(Object point labels)
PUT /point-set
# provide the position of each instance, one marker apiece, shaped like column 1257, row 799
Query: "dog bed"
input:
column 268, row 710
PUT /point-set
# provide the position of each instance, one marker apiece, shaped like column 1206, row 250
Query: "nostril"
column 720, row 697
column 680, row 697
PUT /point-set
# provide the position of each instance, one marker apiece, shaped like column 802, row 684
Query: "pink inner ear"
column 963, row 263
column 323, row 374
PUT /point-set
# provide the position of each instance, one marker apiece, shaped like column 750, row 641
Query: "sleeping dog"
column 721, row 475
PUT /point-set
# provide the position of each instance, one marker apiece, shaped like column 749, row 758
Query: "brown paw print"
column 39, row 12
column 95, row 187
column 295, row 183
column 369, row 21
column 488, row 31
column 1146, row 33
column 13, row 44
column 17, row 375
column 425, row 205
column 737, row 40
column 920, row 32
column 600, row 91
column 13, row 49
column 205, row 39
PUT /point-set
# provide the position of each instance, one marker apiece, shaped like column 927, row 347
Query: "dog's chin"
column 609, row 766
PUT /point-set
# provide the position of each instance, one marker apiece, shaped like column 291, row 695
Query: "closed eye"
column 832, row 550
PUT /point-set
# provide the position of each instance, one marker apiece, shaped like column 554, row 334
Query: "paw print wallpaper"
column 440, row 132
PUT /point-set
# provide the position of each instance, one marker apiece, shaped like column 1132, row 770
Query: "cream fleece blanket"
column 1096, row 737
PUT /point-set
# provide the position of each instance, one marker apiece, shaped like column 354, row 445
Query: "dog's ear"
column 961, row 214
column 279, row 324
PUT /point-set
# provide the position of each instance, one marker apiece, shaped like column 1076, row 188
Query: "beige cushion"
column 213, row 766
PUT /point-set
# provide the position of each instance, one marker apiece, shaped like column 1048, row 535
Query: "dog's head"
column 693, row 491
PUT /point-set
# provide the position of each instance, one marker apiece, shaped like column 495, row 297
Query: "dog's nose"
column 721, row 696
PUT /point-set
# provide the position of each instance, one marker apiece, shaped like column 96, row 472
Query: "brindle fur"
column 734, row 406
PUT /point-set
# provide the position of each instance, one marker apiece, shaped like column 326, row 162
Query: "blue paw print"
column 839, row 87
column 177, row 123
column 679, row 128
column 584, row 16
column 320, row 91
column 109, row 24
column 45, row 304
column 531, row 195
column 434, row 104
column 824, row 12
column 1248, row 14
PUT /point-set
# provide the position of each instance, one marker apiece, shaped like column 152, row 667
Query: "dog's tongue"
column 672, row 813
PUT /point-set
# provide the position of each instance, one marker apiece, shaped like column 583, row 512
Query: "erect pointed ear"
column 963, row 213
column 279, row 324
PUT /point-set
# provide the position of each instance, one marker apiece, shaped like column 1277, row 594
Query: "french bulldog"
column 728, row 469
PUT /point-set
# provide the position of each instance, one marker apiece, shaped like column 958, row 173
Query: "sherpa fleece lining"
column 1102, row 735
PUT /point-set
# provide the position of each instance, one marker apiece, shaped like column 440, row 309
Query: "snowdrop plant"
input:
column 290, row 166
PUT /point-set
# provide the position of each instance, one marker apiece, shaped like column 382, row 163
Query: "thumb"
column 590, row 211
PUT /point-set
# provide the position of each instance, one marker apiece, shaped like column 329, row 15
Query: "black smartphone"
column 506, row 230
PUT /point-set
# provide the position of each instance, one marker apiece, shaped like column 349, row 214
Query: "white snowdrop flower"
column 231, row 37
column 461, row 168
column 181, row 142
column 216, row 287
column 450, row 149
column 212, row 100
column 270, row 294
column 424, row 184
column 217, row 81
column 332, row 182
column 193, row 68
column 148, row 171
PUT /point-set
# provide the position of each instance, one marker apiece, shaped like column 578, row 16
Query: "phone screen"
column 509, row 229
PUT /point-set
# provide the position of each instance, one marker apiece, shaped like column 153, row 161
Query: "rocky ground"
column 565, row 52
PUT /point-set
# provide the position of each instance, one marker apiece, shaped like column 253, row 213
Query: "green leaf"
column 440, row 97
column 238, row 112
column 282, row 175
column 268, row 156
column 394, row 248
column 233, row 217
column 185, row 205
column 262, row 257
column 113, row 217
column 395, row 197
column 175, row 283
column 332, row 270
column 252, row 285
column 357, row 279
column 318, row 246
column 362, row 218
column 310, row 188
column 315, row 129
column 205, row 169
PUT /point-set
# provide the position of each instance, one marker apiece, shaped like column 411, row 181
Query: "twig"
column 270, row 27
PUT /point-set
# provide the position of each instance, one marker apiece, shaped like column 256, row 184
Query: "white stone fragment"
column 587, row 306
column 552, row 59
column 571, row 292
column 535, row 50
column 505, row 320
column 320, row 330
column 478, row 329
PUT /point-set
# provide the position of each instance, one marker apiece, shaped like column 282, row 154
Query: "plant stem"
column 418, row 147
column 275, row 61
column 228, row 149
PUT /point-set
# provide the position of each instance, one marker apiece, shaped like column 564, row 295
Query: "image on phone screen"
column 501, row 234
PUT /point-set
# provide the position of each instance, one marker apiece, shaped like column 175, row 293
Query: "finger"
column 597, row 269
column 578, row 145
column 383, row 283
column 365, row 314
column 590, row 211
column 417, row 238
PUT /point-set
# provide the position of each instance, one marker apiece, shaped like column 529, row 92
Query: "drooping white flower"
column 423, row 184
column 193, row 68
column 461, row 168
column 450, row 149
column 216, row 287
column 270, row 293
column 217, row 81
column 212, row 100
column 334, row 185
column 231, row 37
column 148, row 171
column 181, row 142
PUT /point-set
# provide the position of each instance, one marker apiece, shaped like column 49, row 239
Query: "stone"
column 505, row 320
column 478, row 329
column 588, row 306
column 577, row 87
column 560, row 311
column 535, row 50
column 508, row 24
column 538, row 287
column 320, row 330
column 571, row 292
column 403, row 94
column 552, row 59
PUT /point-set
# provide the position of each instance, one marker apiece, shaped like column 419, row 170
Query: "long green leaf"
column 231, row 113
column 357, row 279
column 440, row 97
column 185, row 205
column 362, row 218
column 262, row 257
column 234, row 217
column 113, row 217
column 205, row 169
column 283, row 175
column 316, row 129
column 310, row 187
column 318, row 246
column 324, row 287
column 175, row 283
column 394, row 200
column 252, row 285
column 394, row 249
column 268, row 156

Set exercise:
Swap every "marker" in the rows above for "point" and write out all the rows again with nothing else changed.

Output:
PUT /point-set
# provide the position of each instance, one point apiece, shaped like column 1257, row 799
Query: "dog bed"
input:
column 268, row 710
PUT /point-set
# provide the position of each instance, one point apiece, shaped like column 1206, row 250
Query: "nostril"
column 720, row 697
column 680, row 697
PUT /point-set
# provide the position of each instance, one point apiece, shaped like column 802, row 684
Query: "pink inner ear"
column 963, row 263
column 323, row 374
PUT /point-set
# provide the position of each instance, one point apiece, shaped like column 750, row 641
Query: "sleeping dog"
column 721, row 475
PUT /point-set
# provide the position of each instance, one point apiece, shaped like column 749, row 758
Query: "brown paw print"
column 39, row 12
column 95, row 187
column 295, row 183
column 369, row 21
column 488, row 31
column 1146, row 33
column 13, row 44
column 17, row 375
column 425, row 205
column 737, row 40
column 920, row 32
column 600, row 91
column 13, row 49
column 205, row 39
PUT /point-set
# provide the position of each instance, one point apiece, shaped like column 927, row 347
Query: "dog's chin"
column 609, row 766
PUT /point-set
# provide the position of each instance, one point apiece, shaped like column 291, row 695
Query: "closed eye"
column 832, row 550
PUT /point-set
# provide the position of each instance, one point apiece, shaped like column 554, row 334
Query: "paw print wallpaper"
column 440, row 132
PUT /point-set
# provide the position of each instance, one point apiece, shaped like column 1132, row 770
Query: "cream fleece blanket"
column 1096, row 737
PUT /point-set
# provide the position of each instance, one point apiece, shaped like column 354, row 445
Query: "dog's ear"
column 961, row 214
column 279, row 324
PUT /point-set
# provide the position of each instance, one point apiece, shaped like column 1076, row 188
Query: "beige cushion"
column 213, row 766
PUT /point-set
# provide the position of each instance, one point apiece, shaped like column 1048, row 535
Query: "dog's head"
column 693, row 491
PUT /point-set
# provide the position of each instance, one point apiece, shaped like column 495, row 297
Query: "dog's nose"
column 721, row 696
PUT /point-set
# provide the position of each instance, one point apiece, shaped like column 96, row 472
Query: "brindle fur"
column 734, row 406
PUT /point-set
# provide the position of each instance, one point apiece, shaped like column 326, row 162
Query: "blue paw print"
column 839, row 87
column 177, row 123
column 679, row 128
column 584, row 16
column 320, row 91
column 109, row 24
column 45, row 304
column 531, row 195
column 434, row 104
column 824, row 12
column 1248, row 14
PUT /point-set
# provide the position of each instance, one point apiece, shaped like column 152, row 667
Query: "dog's tongue"
column 672, row 813
PUT /point-set
# provide the position of each instance, one point apiece, shaped like column 583, row 512
Query: "erect pointed ear"
column 963, row 213
column 279, row 324
PUT /point-set
# provide the position of each instance, one point apiece, shaped like column 1277, row 594
Query: "french bulldog"
column 728, row 469
PUT /point-set
# provide the position of each instance, one point apiece, shaped like column 958, row 173
Query: "sherpa fleece lining"
column 1102, row 735
PUT /point-set
# provide the position of each instance, one point apiece, shaped like column 440, row 309
Query: "snowdrop plant"
input:
column 290, row 166
PUT /point-set
# provide the position of each instance, one point apiece, shaped like column 382, row 163
Query: "thumb"
column 590, row 211
PUT /point-set
# provide the position of each instance, one point apiece, shaped like column 329, row 15
Query: "black smartphone"
column 506, row 230
PUT /point-set
# provide the position of each instance, one point apiece, shaped like column 349, row 214
Query: "white snowdrop flower"
column 231, row 37
column 461, row 168
column 181, row 142
column 216, row 287
column 450, row 149
column 212, row 100
column 270, row 294
column 424, row 184
column 217, row 81
column 332, row 182
column 193, row 68
column 148, row 171
PUT /point-set
# provide the position of each instance, one point apiece, shaped like column 578, row 16
Query: "phone screen"
column 509, row 229
PUT /point-set
# provide the position of each instance, one point apiece, shaped like column 153, row 161
Query: "rocky ground"
column 565, row 52
PUT /point-set
# provide the position of each instance, one point apiece, shaped like column 253, row 213
Query: "green leaf"
column 440, row 97
column 238, row 112
column 282, row 175
column 268, row 156
column 394, row 248
column 233, row 217
column 185, row 205
column 262, row 257
column 113, row 217
column 395, row 197
column 175, row 283
column 332, row 270
column 252, row 285
column 357, row 279
column 318, row 246
column 362, row 218
column 310, row 188
column 315, row 129
column 205, row 169
PUT /point-set
# provide the position of each instance, one point apiece, shaped like column 411, row 181
Query: "twig"
column 270, row 27
PUT /point-set
# provide the position of each instance, one point apiece, shaped like column 256, row 184
Query: "white stone fragment"
column 587, row 306
column 552, row 59
column 571, row 292
column 535, row 50
column 505, row 320
column 320, row 330
column 478, row 329
PUT /point-set
# provide the position of each instance, one point apiece, shaped like column 282, row 154
Query: "plant stem"
column 418, row 147
column 275, row 61
column 228, row 149
PUT /point-set
# provide the position of each instance, one point apiece, shaped like column 564, row 295
Query: "image on phone screen"
column 501, row 234
PUT /point-set
# provide the position of each instance, one point apiece, shaped like column 175, row 293
Query: "finger"
column 597, row 269
column 578, row 145
column 383, row 283
column 365, row 314
column 590, row 211
column 417, row 238
PUT /point-set
# provide the position of each instance, one point apiece, shaped like column 529, row 92
Query: "drooping white flower"
column 423, row 184
column 193, row 68
column 461, row 168
column 450, row 149
column 216, row 287
column 270, row 293
column 217, row 81
column 212, row 100
column 334, row 185
column 231, row 37
column 148, row 171
column 181, row 142
PUT /point-set
# provide the position of each instance, one point apiece, shaped like column 49, row 239
Query: "stone"
column 505, row 320
column 478, row 329
column 588, row 306
column 577, row 87
column 560, row 311
column 535, row 50
column 508, row 24
column 538, row 287
column 320, row 330
column 571, row 292
column 403, row 94
column 552, row 59
PUT /point-set
# provide the position of each instance, one point apiece, shaped like column 419, row 170
Query: "long green leaf"
column 231, row 113
column 357, row 279
column 440, row 97
column 185, row 205
column 362, row 218
column 262, row 257
column 234, row 217
column 113, row 217
column 205, row 169
column 283, row 175
column 316, row 129
column 310, row 187
column 318, row 246
column 324, row 287
column 175, row 283
column 394, row 200
column 252, row 285
column 394, row 249
column 268, row 156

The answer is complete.